■ **Stated problem 1**
In the passage on Pythagoras, with whom did he flee Samos secretly by night?

■ **Extracted text**
Now at this time Polycrates had not yet attained to the hei
ght of his power, and he was enriching himself by extorting money from his wealthy subjects and even by confiscating their goods with slight excuse. Therefore many writers have asserted that Pythagoras fled from Samos to escape from the tyrant’s grasping hands, but this is a senseless story, since he was then but a boy and his father and mother remained in Samos and lived in riches for more than twenty years after his departure. It seems to me much more probable that Polycrates had made a law, as many modern despots have done, forbidding young men to leave their country until they had performed some stated service; and that Pythagoras was in such haste to increase his knowledge that he would not abide the ordained time. So he fled secretly by night with his teacher Hermodamas, who afterwards came back alone and appears to have suffered no penalty. It is very clear that Pythagoras feared pursuit and capture; for though Samos is close to the mainland, and not far from Miletus, where both Anaximander and Thales, or Theletas, as he is sometimes called, were famous philosophers, yet the young man preferred to sail all the way to Lesbos, far to northward, where at that time he was safe from the messengers of Polycrates. There he dwelt with an uncle, a brother of his father, and was taught by Pherecydes for some time; but when he had learned of him what he could, he journeyed southward by land to Miletus, and sat down beside the ancient Thales and began to be initiated into the secret wisdom of the priests.

■ **Records supplied**

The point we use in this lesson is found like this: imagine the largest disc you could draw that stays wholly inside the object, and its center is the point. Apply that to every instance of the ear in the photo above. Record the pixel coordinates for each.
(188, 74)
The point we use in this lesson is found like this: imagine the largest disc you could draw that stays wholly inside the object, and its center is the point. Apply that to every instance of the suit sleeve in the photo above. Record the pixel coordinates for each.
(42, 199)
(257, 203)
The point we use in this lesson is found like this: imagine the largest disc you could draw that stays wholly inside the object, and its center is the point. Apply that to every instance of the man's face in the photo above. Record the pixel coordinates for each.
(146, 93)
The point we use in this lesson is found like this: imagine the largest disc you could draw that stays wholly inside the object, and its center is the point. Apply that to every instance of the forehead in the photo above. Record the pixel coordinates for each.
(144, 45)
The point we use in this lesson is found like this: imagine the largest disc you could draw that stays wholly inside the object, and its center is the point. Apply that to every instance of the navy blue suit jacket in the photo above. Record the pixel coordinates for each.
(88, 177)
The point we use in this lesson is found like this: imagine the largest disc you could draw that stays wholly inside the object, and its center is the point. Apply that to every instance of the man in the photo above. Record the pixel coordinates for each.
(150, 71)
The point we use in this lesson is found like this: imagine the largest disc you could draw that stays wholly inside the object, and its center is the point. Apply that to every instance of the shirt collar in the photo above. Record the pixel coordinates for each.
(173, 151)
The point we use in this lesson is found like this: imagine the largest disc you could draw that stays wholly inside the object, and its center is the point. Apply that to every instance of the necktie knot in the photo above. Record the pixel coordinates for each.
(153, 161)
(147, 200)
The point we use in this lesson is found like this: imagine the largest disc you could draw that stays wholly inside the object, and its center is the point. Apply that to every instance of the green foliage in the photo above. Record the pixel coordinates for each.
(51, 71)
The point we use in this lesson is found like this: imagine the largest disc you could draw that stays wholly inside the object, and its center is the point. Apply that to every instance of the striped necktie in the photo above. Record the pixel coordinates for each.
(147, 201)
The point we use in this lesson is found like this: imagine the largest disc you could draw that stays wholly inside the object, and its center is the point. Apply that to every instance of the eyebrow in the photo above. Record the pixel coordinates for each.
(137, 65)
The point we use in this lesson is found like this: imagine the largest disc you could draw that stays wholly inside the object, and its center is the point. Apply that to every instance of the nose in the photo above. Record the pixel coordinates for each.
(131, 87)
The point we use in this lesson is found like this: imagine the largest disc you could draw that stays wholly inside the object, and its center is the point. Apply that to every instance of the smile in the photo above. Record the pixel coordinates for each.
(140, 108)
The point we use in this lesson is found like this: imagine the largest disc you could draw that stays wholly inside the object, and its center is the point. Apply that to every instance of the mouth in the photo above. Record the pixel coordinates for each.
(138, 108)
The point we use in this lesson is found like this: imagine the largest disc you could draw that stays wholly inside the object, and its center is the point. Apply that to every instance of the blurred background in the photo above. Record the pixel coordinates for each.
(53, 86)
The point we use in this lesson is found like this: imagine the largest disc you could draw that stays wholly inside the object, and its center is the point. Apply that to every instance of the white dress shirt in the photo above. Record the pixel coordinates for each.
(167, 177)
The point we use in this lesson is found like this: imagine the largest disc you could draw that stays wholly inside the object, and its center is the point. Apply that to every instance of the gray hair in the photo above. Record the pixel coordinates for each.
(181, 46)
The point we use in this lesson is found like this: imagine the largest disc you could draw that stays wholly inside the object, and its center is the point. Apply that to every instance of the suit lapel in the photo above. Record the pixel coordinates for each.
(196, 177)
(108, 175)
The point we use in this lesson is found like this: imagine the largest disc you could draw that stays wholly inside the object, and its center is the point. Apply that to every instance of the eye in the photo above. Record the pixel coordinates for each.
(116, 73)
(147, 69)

■ **Stated problem 2**
Put the lines of the listing, everything from the line containing "of the blurred" down to the end of the listing, into a JSON list of strings with one string per line, leaving out blank lines.

■ **Complete answer 1**
His teacher Hermodamas.

■ **Complete answer 2**
[
  "The point we use in this lesson is found like this: imagine the largest disc you could draw that stays wholly inside the object, and its center is the point. Apply that to every instance of the blurred background in the photo above. Record the pixel coordinates for each.",
  "(53, 86)",
  "The point we use in this lesson is found like this: imagine the largest disc you could draw that stays wholly inside the object, and its center is the point. Apply that to every instance of the white dress shirt in the photo above. Record the pixel coordinates for each.",
  "(167, 177)",
  "The point we use in this lesson is found like this: imagine the largest disc you could draw that stays wholly inside the object, and its center is the point. Apply that to every instance of the gray hair in the photo above. Record the pixel coordinates for each.",
  "(181, 46)",
  "The point we use in this lesson is found like this: imagine the largest disc you could draw that stays wholly inside the object, and its center is the point. Apply that to every instance of the suit lapel in the photo above. Record the pixel coordinates for each.",
  "(196, 177)",
  "(108, 175)",
  "The point we use in this lesson is found like this: imagine the largest disc you could draw that stays wholly inside the object, and its center is the point. Apply that to every instance of the eye in the photo above. Record the pixel coordinates for each.",
  "(116, 73)",
  "(147, 69)"
]